• **What the task asks**
Locate each line below that contains the word "bikini" and copy those lines.

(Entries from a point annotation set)
───

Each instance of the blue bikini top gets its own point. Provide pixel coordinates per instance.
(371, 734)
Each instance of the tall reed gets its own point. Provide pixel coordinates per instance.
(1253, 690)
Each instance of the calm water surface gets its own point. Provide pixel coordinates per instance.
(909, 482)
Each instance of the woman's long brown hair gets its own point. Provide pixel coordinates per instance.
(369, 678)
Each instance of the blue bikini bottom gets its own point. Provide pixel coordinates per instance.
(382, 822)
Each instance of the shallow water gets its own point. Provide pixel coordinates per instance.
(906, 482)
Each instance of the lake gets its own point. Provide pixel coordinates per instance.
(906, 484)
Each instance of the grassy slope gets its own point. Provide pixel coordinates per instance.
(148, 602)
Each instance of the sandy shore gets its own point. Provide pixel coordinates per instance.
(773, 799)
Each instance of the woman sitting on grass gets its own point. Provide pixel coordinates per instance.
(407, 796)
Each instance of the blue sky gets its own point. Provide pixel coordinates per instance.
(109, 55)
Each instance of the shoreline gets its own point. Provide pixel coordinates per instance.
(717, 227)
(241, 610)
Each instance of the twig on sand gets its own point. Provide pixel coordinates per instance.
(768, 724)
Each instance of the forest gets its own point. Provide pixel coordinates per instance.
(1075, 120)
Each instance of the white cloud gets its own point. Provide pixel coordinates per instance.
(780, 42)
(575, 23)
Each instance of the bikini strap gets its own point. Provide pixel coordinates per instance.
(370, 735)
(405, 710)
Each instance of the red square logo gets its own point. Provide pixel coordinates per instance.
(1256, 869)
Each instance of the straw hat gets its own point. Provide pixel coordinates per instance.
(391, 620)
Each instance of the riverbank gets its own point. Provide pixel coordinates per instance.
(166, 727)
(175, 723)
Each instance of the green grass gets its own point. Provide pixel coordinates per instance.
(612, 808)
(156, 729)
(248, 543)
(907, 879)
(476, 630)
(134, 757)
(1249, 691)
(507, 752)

───

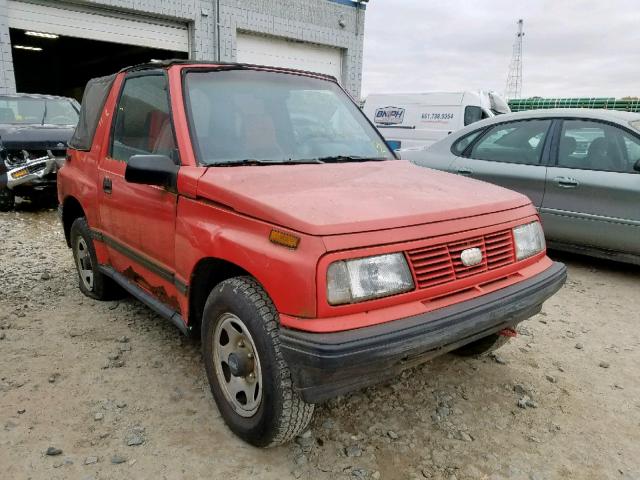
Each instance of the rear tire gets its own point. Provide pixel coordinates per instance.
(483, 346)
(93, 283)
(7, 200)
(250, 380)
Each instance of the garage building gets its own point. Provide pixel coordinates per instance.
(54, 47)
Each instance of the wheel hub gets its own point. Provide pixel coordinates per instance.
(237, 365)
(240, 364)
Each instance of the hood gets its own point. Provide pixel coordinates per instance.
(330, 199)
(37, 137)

───

• **Finished task**
Each instance of the blue bikini top gets its own point. Provide pixel coordinates per instance.
Each instance of the blue bikini bottom gets its own point. Provide pixel coordinates per instance.
Each instance of the bikini strap gets its own point. Provide pixel coordinates per instance.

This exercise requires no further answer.